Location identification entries

## Start

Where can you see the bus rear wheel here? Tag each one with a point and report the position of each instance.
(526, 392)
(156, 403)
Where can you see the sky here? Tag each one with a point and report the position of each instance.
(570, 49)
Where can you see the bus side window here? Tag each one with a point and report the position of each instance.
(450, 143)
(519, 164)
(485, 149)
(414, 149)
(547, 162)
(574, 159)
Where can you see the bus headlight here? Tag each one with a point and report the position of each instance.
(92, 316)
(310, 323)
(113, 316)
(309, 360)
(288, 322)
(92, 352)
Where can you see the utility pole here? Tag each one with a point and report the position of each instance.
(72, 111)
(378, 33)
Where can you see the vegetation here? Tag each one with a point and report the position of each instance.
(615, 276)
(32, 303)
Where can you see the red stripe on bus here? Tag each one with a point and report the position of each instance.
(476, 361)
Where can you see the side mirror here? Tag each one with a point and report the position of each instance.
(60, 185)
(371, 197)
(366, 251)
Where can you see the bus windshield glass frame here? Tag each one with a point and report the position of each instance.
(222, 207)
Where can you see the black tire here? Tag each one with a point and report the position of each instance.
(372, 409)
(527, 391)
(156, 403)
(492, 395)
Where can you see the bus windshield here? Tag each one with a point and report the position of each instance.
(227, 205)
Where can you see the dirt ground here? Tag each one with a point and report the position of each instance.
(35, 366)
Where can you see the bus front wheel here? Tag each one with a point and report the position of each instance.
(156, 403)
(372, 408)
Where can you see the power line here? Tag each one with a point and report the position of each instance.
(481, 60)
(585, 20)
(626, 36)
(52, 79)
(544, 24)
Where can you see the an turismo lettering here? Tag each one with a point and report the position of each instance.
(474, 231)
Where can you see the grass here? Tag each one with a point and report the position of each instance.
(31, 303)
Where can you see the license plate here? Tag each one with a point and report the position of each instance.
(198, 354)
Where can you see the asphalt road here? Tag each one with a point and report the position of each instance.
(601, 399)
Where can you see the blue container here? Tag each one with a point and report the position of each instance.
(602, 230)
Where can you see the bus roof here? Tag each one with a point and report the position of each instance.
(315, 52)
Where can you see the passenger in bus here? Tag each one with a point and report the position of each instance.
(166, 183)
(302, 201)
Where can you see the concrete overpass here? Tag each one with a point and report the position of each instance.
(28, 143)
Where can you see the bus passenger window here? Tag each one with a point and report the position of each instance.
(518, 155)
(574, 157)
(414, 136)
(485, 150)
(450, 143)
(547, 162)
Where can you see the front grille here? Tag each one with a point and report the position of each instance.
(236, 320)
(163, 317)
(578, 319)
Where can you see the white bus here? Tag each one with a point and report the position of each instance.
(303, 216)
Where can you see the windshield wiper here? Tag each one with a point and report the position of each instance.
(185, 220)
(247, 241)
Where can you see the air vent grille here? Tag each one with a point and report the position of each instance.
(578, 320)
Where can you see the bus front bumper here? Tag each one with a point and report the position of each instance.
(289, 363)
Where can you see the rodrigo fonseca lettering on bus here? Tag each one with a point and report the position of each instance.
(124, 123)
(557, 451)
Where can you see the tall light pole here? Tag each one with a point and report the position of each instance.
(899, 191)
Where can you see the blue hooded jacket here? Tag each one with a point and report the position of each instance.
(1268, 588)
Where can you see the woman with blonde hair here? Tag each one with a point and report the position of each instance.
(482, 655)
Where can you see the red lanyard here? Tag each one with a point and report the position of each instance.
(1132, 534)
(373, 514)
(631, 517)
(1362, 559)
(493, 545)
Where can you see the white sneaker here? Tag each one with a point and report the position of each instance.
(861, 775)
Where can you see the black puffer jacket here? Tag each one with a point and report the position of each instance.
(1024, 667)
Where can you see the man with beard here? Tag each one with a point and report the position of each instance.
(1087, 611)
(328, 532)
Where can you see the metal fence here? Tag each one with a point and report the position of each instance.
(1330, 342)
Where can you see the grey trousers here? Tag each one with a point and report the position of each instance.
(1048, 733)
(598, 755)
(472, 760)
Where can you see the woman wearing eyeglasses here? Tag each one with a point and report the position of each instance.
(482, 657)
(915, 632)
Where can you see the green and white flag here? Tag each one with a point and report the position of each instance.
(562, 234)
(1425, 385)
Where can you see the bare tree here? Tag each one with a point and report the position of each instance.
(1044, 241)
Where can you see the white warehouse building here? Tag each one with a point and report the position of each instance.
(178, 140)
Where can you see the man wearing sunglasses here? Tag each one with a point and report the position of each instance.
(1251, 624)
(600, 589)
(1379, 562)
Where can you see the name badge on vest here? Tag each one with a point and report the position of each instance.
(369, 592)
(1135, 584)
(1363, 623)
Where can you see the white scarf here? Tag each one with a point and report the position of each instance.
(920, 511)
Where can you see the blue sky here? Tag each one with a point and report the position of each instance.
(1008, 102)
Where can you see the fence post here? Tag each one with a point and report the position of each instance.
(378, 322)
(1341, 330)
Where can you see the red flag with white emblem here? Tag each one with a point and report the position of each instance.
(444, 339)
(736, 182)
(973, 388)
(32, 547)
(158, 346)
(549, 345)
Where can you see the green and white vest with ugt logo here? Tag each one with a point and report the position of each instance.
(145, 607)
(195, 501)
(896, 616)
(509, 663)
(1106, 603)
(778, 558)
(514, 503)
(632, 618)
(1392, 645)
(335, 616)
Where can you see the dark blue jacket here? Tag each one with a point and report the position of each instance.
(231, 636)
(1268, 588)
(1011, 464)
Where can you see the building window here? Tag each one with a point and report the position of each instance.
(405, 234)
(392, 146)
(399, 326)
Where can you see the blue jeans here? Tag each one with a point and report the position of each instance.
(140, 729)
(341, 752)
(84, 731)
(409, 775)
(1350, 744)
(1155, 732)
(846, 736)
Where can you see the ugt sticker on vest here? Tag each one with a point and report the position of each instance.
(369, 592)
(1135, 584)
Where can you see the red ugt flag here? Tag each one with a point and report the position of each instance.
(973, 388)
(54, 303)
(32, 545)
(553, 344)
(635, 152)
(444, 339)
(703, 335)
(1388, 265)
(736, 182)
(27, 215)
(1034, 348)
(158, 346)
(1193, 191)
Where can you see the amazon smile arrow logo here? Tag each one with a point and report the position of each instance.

## End

» TASK DIRECTIONS
Your answer should consist only of the lines from the one with "Where can you see the dark" through the end of the data above, reproduced exactly.

» RESULT OF THIS EXERCISE
Where can you see the dark blue jacket here? Tag each one with a point and report the position of each instance.
(231, 636)
(1268, 588)
(1011, 464)
Where can you see the building window here? Tag each one with a point and report the position of each instance.
(405, 234)
(392, 146)
(399, 326)
Where can you see the blue jeans here? Tag each one with a point and report the position of each instance.
(140, 729)
(341, 752)
(84, 731)
(409, 775)
(1350, 744)
(1155, 732)
(846, 736)
Where can you see the ugt sticker on vest here? Tag each one with a point and report the position of each instance.
(369, 592)
(1135, 584)
Where can you see the red ugt flag here? Tag each one with a point and report the position of each instance.
(973, 388)
(54, 303)
(32, 545)
(553, 344)
(635, 152)
(444, 339)
(703, 335)
(1388, 265)
(736, 182)
(27, 215)
(1034, 348)
(158, 346)
(1193, 191)
Where can you see the amazon smile arrow logo here? Tag each one with a point and report the position of each instance.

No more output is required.